Consegna dell'esercizio: Ricopi senza alcuna modifica tutto il passo del testo sui pensieri negativi che va da «Al contrario, ciò» giù fino a «nostri peggiori incubi.» compreso.

Testo selezionato:
§

I pensieri negativi.

Liberarsi dai pensieri negativi a tutti i costi.

Si è diffusa la credenza che, quando sorgono pensieri negativi e proviamo emozioni “basse”, attiriamo cose negative nella nostra vita, sventure, ostacoli, blocchi, persone sbagliate, situazioni contrarie al nostro volere, etc. In conseguenza di ciò, identificati col “ricercatore spirituale”, con “l’aspirante zen master”, o semplicemente con “la persona che vuole stare bene”, tentiamo invano di liberarcene, di distrarci dai brutti pensieri, di evitare momenti di down, giudicando pesantemente noi stessi quando non ci riusciamo e temendo per il nostro futuro ogni volta che siamo attratti dalla spirale di pensieri negativi.

Non sono poche le persone che ho incontrato ultimamente alle quali ho suggerito di “stare con le proprie emozioni” e di “osservare i propri pensieri”, di tuffarsi nei propri incubi, nella scena finale, nella più orribile delle sensazioni: ho incontrato tanta resistenza; primo, perché entrando in contatto con questa parte di noi sembra che faccia ancora più male; secondo, perché si teme di attrarre eventi nefasti.

Al contrario, ciò che nascondiamo, evitiamo, neghiamo, reprimiamo, critichiamo, giudichiamo di noi, si manifesta poi nelle esperienze che facciamo: tanto vale affrontare direttamente il “nostro pozzo buio”.

La corsa al benessere ci ha portato a rifiutare una parte di noi ancestrale, che chiede con prepotenza di essere ascoltata. E se prima non volevamo darle retta, per non soffrire, adesso si è aggiunta anche la fobia che, se ci tuffiamo un attimo nel mare vorticoso interiore, rischiamo anche di vedere materializzati i nostri peggiori incubi.

Spero che queste righe, possano essere di aiuto a fare discernimento.

§

Voci estratte:
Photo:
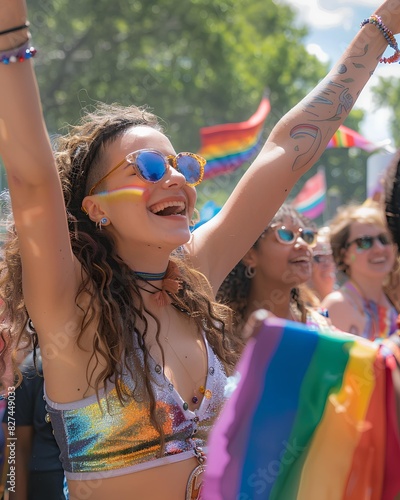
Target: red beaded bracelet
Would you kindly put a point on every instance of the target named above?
(389, 37)
(18, 54)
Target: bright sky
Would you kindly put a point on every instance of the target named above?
(332, 25)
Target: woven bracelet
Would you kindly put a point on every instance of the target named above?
(388, 35)
(15, 28)
(18, 54)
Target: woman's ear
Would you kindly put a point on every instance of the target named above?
(92, 208)
(250, 258)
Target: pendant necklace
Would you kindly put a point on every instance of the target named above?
(201, 389)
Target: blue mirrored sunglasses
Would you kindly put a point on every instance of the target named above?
(151, 166)
(288, 236)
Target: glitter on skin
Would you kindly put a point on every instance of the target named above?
(123, 193)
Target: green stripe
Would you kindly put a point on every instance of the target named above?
(324, 376)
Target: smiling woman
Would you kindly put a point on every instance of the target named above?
(363, 251)
(136, 350)
(271, 273)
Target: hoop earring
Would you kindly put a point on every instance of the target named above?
(249, 272)
(195, 218)
(102, 222)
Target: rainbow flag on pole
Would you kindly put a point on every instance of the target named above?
(311, 200)
(347, 138)
(227, 147)
(313, 417)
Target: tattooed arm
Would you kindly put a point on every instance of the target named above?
(293, 146)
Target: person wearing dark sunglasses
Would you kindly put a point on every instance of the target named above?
(364, 252)
(273, 273)
(100, 256)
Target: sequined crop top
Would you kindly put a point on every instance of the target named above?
(100, 442)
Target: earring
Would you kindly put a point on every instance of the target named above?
(102, 222)
(195, 218)
(249, 272)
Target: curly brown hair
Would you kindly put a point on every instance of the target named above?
(235, 289)
(108, 281)
(370, 213)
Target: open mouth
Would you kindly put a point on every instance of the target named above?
(169, 208)
(300, 260)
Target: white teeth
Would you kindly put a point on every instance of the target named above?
(180, 205)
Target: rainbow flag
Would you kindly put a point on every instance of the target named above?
(347, 138)
(311, 200)
(313, 417)
(227, 147)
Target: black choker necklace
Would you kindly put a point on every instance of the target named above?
(150, 276)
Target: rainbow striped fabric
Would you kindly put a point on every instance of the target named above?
(227, 147)
(312, 418)
(347, 138)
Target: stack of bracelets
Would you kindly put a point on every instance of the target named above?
(389, 37)
(20, 53)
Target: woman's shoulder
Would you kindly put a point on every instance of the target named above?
(336, 298)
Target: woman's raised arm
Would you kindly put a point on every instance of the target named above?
(37, 200)
(292, 148)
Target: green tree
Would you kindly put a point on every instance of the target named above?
(196, 63)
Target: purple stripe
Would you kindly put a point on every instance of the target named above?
(222, 470)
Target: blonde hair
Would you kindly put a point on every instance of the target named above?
(340, 226)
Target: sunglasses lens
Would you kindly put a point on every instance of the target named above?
(189, 167)
(285, 235)
(308, 236)
(365, 243)
(384, 239)
(151, 165)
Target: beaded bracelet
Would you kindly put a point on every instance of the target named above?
(18, 54)
(389, 37)
(15, 28)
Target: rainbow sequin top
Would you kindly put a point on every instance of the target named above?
(106, 439)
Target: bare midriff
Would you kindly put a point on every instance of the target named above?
(166, 482)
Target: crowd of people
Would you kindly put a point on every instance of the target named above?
(140, 320)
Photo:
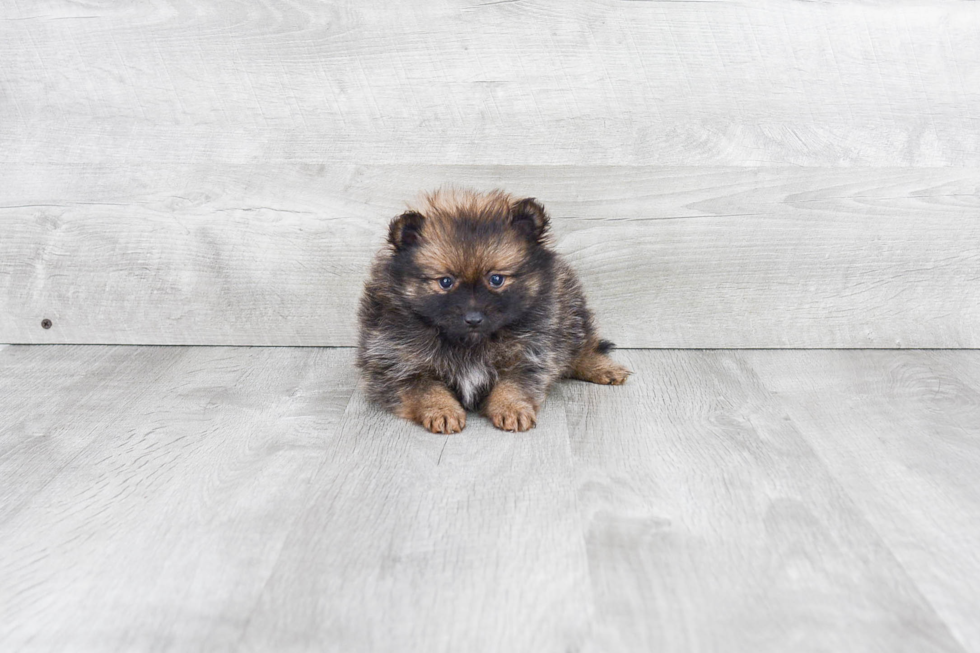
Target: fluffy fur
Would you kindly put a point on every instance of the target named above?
(469, 307)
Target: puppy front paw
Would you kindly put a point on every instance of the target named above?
(515, 417)
(614, 374)
(443, 419)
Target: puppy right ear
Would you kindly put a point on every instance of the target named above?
(405, 230)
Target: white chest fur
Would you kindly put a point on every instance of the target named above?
(471, 382)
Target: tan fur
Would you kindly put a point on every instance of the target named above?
(594, 367)
(429, 352)
(434, 407)
(441, 254)
(509, 408)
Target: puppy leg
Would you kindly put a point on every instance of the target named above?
(594, 367)
(431, 404)
(510, 406)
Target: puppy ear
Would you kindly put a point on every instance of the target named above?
(405, 230)
(529, 218)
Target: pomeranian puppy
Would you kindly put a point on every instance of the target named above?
(469, 307)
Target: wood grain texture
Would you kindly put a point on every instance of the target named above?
(233, 499)
(419, 542)
(670, 257)
(146, 492)
(902, 433)
(446, 82)
(713, 525)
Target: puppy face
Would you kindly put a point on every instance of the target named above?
(471, 264)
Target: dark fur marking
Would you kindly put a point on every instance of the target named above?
(535, 330)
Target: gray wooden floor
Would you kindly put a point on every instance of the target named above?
(219, 499)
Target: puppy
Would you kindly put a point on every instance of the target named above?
(469, 307)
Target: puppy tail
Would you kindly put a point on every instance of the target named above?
(605, 346)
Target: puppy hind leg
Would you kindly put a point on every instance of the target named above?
(594, 366)
(510, 406)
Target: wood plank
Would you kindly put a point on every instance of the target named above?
(589, 82)
(417, 542)
(670, 257)
(712, 524)
(171, 478)
(901, 432)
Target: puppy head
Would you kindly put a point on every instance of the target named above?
(471, 263)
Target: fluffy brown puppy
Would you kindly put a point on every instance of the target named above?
(469, 307)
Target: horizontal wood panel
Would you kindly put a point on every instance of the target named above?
(473, 82)
(670, 257)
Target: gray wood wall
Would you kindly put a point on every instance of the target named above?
(723, 174)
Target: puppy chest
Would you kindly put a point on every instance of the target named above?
(472, 383)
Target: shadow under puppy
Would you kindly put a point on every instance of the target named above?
(469, 307)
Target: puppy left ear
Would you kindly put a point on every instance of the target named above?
(530, 218)
(405, 230)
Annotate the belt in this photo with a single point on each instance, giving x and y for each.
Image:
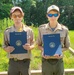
(15, 59)
(51, 61)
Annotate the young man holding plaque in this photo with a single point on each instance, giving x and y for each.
(19, 52)
(53, 64)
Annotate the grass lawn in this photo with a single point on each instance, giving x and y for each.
(36, 54)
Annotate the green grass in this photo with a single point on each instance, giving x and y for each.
(36, 54)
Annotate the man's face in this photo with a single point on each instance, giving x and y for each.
(53, 16)
(17, 16)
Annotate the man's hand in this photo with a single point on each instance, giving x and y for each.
(9, 49)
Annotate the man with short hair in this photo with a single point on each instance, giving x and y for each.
(53, 66)
(19, 63)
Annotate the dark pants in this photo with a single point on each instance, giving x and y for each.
(19, 67)
(52, 67)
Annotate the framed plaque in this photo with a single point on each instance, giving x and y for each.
(17, 40)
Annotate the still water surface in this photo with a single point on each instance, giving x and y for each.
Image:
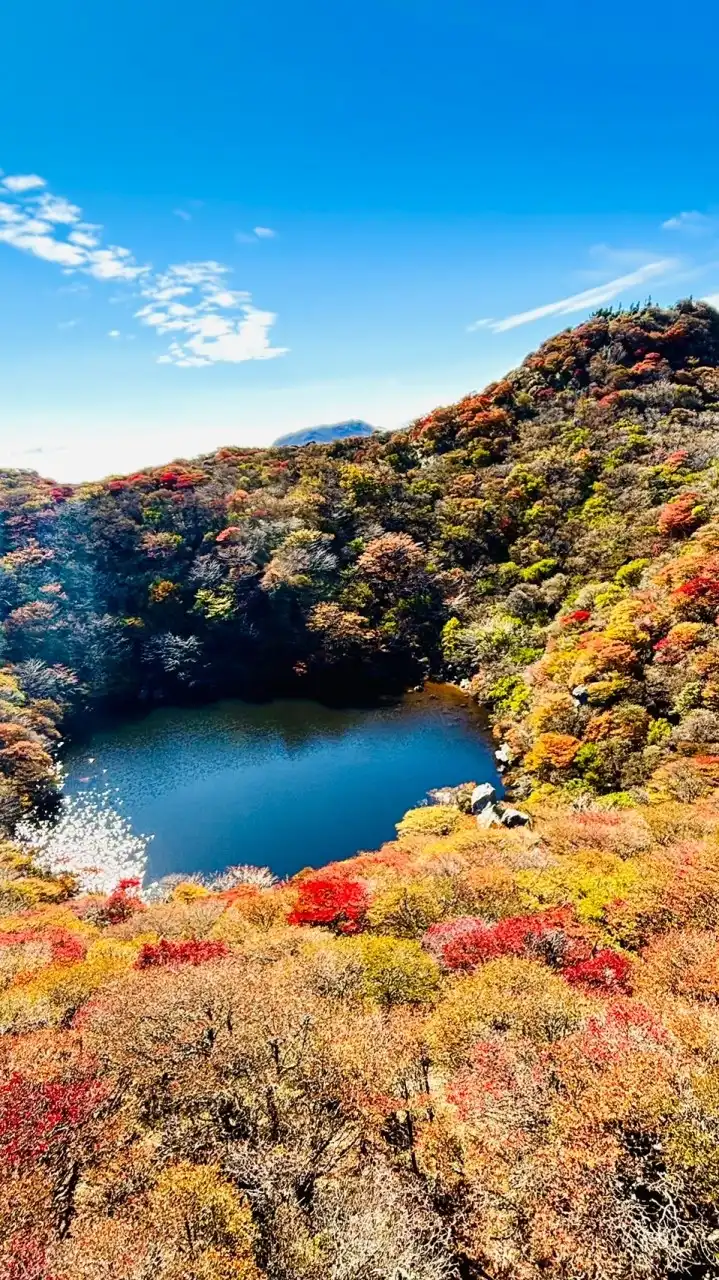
(284, 785)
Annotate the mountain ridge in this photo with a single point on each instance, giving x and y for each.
(346, 430)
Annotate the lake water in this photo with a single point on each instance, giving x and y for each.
(287, 784)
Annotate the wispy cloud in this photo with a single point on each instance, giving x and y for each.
(257, 233)
(23, 182)
(594, 297)
(209, 321)
(49, 227)
(690, 222)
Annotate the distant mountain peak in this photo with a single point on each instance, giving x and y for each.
(325, 434)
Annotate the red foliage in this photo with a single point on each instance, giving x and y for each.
(64, 946)
(37, 1118)
(467, 941)
(120, 904)
(165, 952)
(23, 1258)
(225, 534)
(678, 516)
(333, 901)
(578, 616)
(607, 970)
(700, 588)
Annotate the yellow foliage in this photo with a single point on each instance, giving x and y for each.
(589, 880)
(518, 997)
(394, 970)
(188, 892)
(430, 821)
(55, 992)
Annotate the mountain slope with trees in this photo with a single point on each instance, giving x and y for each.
(462, 547)
(475, 1054)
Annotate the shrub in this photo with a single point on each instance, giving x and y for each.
(395, 970)
(154, 955)
(331, 901)
(430, 821)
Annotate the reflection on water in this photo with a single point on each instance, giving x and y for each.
(288, 784)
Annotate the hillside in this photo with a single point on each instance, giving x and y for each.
(475, 1054)
(325, 434)
(522, 539)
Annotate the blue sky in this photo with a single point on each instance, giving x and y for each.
(227, 220)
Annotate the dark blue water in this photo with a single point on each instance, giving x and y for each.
(284, 785)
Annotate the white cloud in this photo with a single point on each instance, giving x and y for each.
(691, 222)
(257, 233)
(56, 209)
(209, 321)
(206, 330)
(21, 182)
(589, 298)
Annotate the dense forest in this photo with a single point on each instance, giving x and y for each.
(477, 1052)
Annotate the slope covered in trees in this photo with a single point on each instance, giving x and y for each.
(474, 1052)
(544, 512)
(470, 1054)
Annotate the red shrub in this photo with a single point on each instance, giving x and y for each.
(65, 947)
(120, 904)
(338, 904)
(23, 1258)
(36, 1118)
(607, 970)
(467, 941)
(166, 952)
(679, 516)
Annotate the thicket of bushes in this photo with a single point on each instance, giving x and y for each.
(472, 1054)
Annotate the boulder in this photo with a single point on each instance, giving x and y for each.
(481, 796)
(489, 817)
(514, 818)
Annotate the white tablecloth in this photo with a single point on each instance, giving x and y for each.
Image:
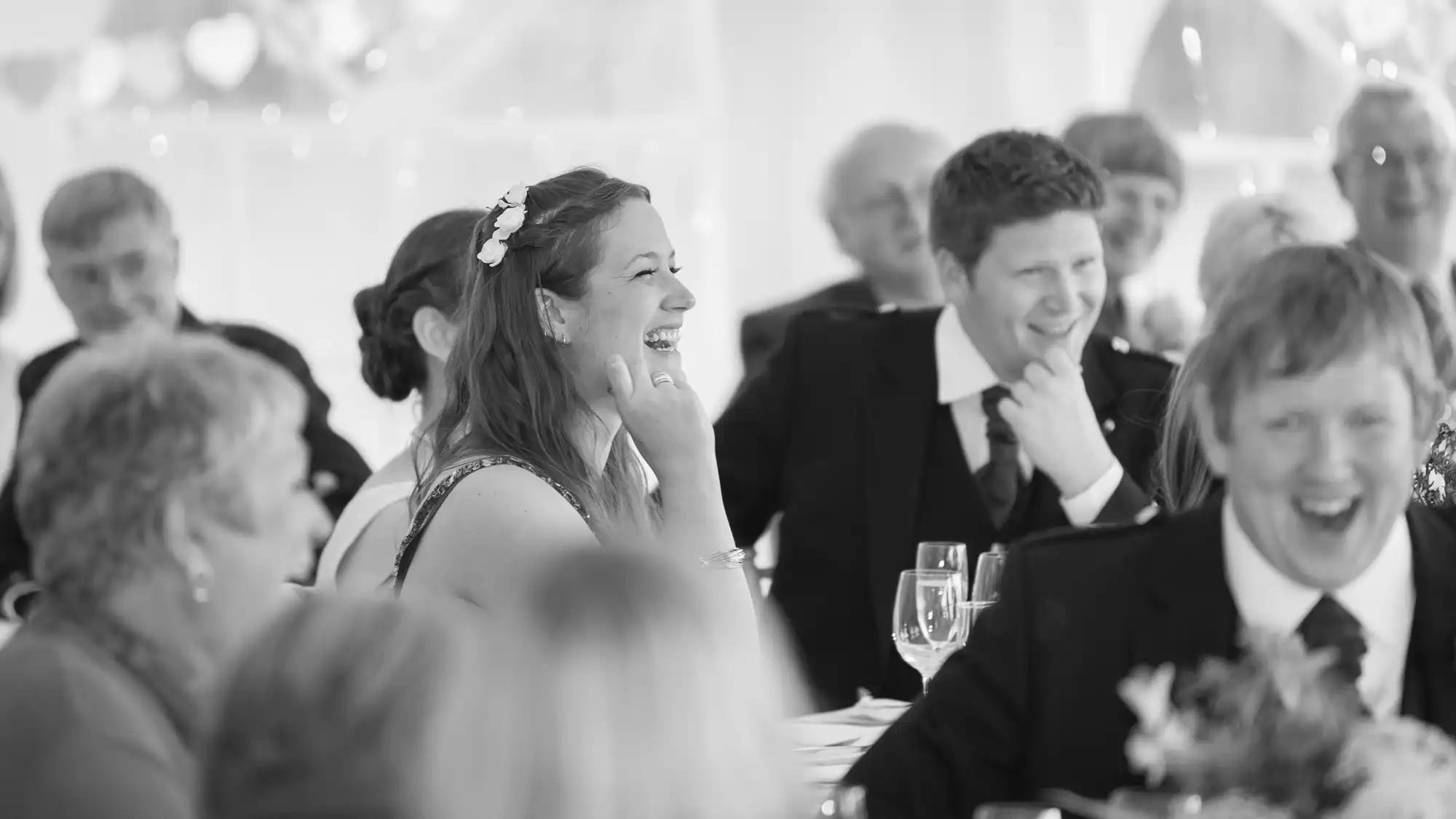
(834, 740)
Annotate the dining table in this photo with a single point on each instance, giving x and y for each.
(831, 742)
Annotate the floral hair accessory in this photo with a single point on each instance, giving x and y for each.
(507, 222)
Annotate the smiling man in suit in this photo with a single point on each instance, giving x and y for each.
(984, 422)
(114, 260)
(876, 199)
(1317, 392)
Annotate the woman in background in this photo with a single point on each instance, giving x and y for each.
(1247, 229)
(353, 707)
(1241, 234)
(405, 339)
(625, 695)
(164, 484)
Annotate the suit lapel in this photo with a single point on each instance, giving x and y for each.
(1103, 394)
(1189, 611)
(1433, 631)
(898, 419)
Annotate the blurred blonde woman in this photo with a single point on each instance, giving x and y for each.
(628, 698)
(1247, 229)
(352, 707)
(164, 484)
(1241, 234)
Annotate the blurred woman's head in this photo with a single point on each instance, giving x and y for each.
(405, 324)
(1247, 229)
(636, 700)
(352, 707)
(589, 273)
(170, 472)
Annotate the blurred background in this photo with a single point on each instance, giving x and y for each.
(298, 141)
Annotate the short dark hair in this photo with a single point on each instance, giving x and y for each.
(429, 270)
(1004, 178)
(1126, 142)
(82, 207)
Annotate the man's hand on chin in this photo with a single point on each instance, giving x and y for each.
(1053, 420)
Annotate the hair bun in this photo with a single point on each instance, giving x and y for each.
(389, 362)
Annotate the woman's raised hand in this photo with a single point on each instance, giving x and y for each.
(663, 413)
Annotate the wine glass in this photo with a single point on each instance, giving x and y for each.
(946, 555)
(847, 802)
(986, 586)
(1155, 803)
(1017, 810)
(928, 621)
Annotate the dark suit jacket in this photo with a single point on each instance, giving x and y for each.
(1032, 703)
(328, 451)
(82, 737)
(762, 333)
(834, 435)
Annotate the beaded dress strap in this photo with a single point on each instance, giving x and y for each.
(405, 554)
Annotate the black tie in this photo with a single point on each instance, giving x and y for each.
(1332, 625)
(1001, 477)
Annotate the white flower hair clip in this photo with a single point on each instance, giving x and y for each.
(507, 222)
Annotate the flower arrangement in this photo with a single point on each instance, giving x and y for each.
(1272, 736)
(509, 221)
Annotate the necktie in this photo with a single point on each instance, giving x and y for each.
(1001, 477)
(1332, 625)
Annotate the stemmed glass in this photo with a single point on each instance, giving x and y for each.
(930, 621)
(986, 586)
(944, 555)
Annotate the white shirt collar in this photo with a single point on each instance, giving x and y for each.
(1441, 277)
(1382, 598)
(960, 369)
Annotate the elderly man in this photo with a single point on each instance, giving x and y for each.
(1394, 148)
(1145, 178)
(998, 416)
(114, 264)
(876, 199)
(1317, 391)
(161, 480)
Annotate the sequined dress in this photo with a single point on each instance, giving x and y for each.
(1436, 480)
(427, 507)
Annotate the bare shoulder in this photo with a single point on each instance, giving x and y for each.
(371, 558)
(488, 531)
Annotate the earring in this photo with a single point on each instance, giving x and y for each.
(202, 585)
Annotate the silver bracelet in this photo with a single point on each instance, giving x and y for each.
(11, 601)
(733, 558)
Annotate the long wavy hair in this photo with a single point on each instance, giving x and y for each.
(510, 389)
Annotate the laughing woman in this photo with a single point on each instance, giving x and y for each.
(566, 357)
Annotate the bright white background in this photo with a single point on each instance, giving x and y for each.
(729, 110)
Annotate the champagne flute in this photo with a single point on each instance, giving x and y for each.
(847, 802)
(986, 586)
(927, 617)
(1155, 803)
(947, 555)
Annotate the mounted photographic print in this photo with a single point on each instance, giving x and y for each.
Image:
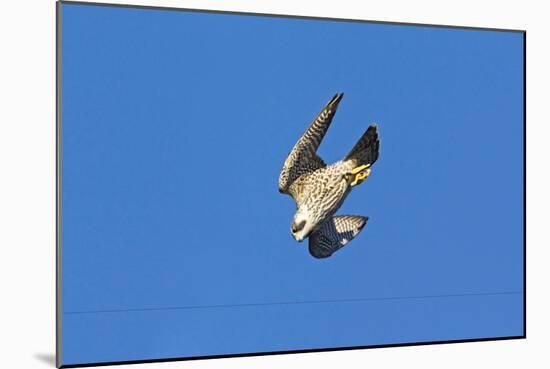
(237, 184)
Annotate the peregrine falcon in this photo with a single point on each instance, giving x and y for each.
(319, 189)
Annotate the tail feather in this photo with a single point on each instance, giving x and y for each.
(367, 148)
(334, 234)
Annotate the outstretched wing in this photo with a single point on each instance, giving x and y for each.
(334, 234)
(303, 158)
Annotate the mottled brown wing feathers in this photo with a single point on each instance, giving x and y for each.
(303, 158)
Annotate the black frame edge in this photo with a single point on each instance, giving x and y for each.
(271, 15)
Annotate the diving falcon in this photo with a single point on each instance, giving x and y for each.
(319, 189)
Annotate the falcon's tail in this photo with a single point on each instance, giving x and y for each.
(366, 149)
(334, 234)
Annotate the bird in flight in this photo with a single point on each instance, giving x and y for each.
(319, 189)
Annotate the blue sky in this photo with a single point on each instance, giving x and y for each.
(176, 241)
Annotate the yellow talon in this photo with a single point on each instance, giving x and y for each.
(360, 174)
(360, 168)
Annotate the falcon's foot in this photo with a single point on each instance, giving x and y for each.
(361, 173)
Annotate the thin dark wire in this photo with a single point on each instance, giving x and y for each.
(294, 302)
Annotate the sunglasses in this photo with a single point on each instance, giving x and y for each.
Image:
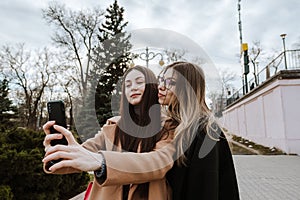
(167, 83)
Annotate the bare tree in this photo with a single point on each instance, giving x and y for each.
(30, 73)
(76, 32)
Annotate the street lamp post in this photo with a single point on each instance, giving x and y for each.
(284, 51)
(146, 56)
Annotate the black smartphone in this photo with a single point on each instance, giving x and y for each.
(56, 112)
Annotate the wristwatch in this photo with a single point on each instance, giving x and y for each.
(100, 174)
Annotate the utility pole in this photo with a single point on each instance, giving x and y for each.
(241, 46)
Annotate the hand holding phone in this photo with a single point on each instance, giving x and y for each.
(56, 112)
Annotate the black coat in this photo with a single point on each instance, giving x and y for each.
(212, 177)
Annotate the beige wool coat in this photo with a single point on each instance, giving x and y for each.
(131, 168)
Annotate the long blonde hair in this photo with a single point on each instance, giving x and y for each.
(188, 106)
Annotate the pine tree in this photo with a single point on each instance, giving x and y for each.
(7, 110)
(115, 46)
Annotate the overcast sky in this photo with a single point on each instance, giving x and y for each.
(212, 24)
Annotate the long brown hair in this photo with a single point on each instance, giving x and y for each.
(135, 119)
(188, 105)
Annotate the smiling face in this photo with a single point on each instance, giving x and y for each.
(166, 87)
(134, 87)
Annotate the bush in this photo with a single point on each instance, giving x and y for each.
(21, 169)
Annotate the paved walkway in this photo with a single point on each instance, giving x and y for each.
(265, 177)
(268, 177)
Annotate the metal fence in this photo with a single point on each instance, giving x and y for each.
(288, 60)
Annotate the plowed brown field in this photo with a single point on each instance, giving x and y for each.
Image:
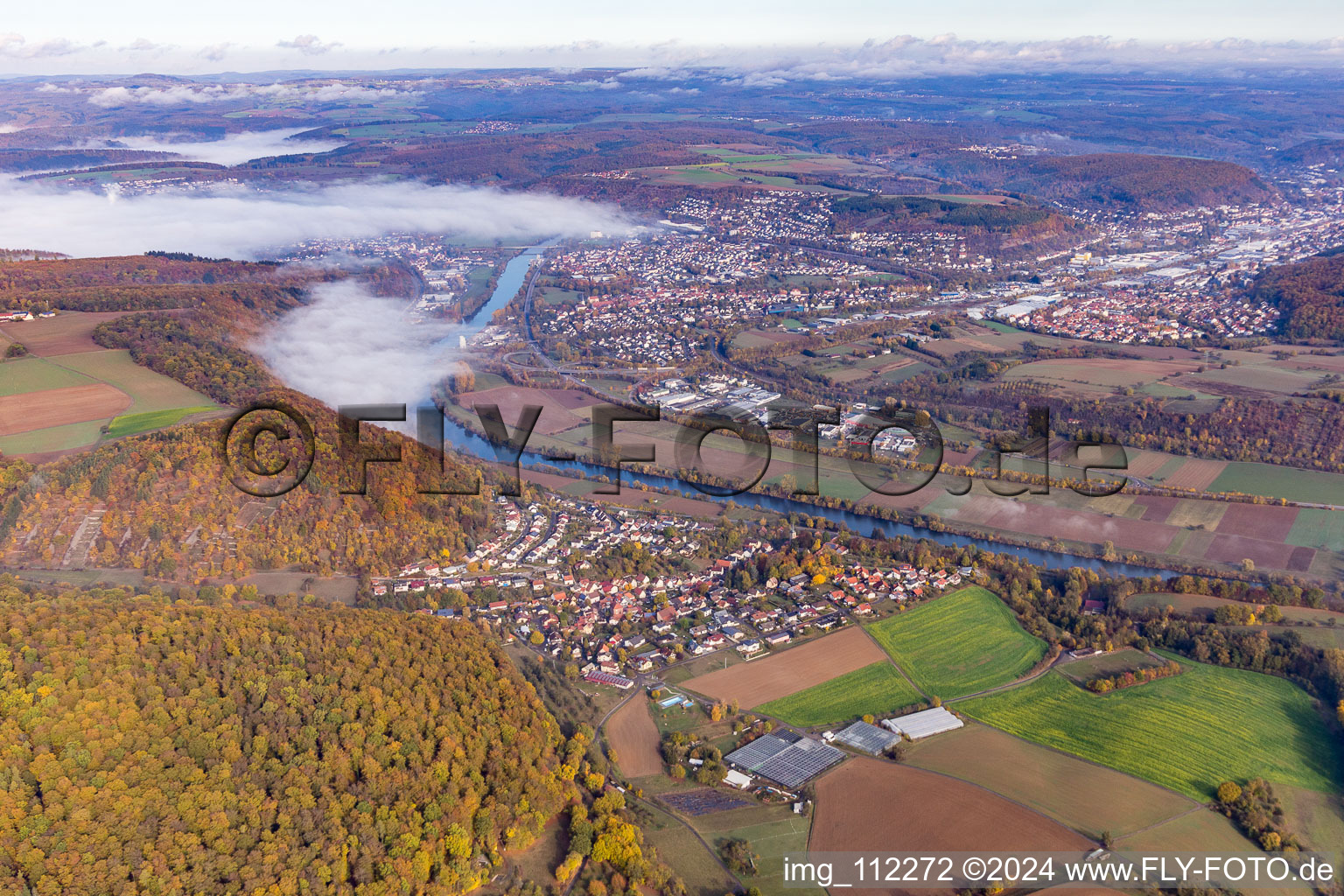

§

Compito svolto:
Al contrario, ciò che nascondiamo, evitiamo, neghiamo, reprimiamo, critichiamo, giudichiamo di noi, si manifesta poi nelle esperienze che facciamo: tanto vale affrontare direttamente il “nostro pozzo buio”.

La corsa al benessere ci ha portato a rifiutare una parte di noi ancestrale, che chiede con prepotenza di essere ascoltata. E se prima non volevamo darle retta, per non soffrire, adesso si è aggiunta anche la fobia che, se ci tuffiamo un attimo nel mare vorticoso interiore, rischiamo anche di vedere materializzati i nostri peggiori incubi.